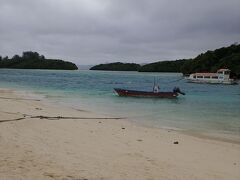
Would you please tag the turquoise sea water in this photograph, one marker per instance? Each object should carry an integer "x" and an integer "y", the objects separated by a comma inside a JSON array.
[{"x": 205, "y": 108}]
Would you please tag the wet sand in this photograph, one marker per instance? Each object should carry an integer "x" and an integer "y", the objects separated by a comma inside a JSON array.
[{"x": 39, "y": 140}]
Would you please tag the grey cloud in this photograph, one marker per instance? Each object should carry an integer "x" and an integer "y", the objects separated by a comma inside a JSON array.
[{"x": 96, "y": 31}]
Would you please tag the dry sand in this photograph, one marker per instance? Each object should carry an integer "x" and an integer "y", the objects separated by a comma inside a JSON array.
[{"x": 77, "y": 149}]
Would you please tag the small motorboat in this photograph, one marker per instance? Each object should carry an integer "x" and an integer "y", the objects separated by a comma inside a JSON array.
[{"x": 151, "y": 94}]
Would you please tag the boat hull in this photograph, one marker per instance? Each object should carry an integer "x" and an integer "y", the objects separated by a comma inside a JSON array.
[{"x": 147, "y": 94}]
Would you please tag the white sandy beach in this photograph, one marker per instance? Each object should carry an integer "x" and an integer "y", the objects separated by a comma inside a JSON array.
[{"x": 88, "y": 147}]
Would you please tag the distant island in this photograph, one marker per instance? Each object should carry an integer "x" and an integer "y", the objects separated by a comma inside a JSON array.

──────────

◆ Description of the task ◆
Write out the records above exactly as they appear, leaving out any pictures.

◆ Exercise result ◆
Would you please tag the turquoise sea water in this photograph, one marker per instance? Each object should carry an integer "x" and an integer "y", the objects separated by a comma inside a JSON array.
[{"x": 205, "y": 108}]
Would you please tag the wet sand in this photograph, one marker per instance? Each object should carry an integer "x" and an integer "y", the objects separated by a comma inside a JSON array.
[{"x": 39, "y": 140}]
Would you please tag the grey cloud in this photograph, one marker per instance? Each object should carry an integer "x" and an integer "y", the objects separated by a comma inside a JSON array.
[{"x": 96, "y": 31}]
Would you please tag the dry sand in this photograph, one marker per instance? Each object should carry an integer "x" and an integer "y", the objects separated by a comma inside a JSON array.
[{"x": 77, "y": 149}]
Would you please tag the small motorboat in this photograph, one marker per instance? Each object should carry an integer "x" and an integer "y", the objects separated by a comma inside a JSON array.
[{"x": 151, "y": 94}]
Would you please tag the boat hull in this photograph, one marker per instance? Each object should carry an integer "x" and an integer "y", the objects separated by a comma inside a JSON array.
[{"x": 147, "y": 94}]
Would you please tag the white sandy beach in this photograph, one marker per instance? Each object should carry an integer "x" and an integer "y", the objects separated by a comma inside a JSON array.
[{"x": 88, "y": 147}]
Would you please tag the distant island in this photograph, one marker per instance? Each object should carry an integer "x" and an integer "y", the objects separated by a comma inside a JSON array.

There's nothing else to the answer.